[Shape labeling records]
▬▬▬

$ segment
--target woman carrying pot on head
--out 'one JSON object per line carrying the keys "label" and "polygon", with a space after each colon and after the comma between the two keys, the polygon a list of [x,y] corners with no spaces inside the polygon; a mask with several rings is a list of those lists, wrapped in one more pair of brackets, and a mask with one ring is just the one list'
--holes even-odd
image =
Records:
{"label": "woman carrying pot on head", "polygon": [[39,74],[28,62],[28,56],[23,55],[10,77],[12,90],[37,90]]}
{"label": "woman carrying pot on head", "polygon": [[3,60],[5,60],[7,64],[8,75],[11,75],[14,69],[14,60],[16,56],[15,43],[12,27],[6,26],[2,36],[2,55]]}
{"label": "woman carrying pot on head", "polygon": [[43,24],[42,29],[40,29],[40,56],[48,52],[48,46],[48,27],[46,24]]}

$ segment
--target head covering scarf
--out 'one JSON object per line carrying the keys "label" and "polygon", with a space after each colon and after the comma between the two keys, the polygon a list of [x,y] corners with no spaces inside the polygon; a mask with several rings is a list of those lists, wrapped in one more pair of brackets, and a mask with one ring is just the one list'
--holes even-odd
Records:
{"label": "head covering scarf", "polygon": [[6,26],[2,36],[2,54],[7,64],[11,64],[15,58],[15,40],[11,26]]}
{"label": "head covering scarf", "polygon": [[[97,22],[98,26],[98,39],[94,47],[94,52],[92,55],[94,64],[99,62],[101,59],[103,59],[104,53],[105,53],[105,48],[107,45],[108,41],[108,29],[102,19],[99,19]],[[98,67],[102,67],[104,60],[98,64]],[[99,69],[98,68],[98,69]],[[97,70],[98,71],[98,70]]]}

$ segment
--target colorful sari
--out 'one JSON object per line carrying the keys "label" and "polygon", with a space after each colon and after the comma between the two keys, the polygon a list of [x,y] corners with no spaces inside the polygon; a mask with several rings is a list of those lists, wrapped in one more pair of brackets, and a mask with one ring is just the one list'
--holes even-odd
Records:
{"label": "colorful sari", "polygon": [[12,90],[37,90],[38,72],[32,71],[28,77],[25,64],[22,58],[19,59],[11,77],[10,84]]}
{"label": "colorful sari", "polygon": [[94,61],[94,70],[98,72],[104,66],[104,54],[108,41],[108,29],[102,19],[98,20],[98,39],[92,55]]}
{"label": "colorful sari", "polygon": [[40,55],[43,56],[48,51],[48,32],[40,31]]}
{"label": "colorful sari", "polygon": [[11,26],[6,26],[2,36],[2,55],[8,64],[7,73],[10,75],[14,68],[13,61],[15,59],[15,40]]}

▬▬▬

> **Goal**: List every line of the listing above that contains the string "target", copying each line in full.

> **Response to the task**:
--target woman carrying pot on head
--target head covering scarf
--target colorful sari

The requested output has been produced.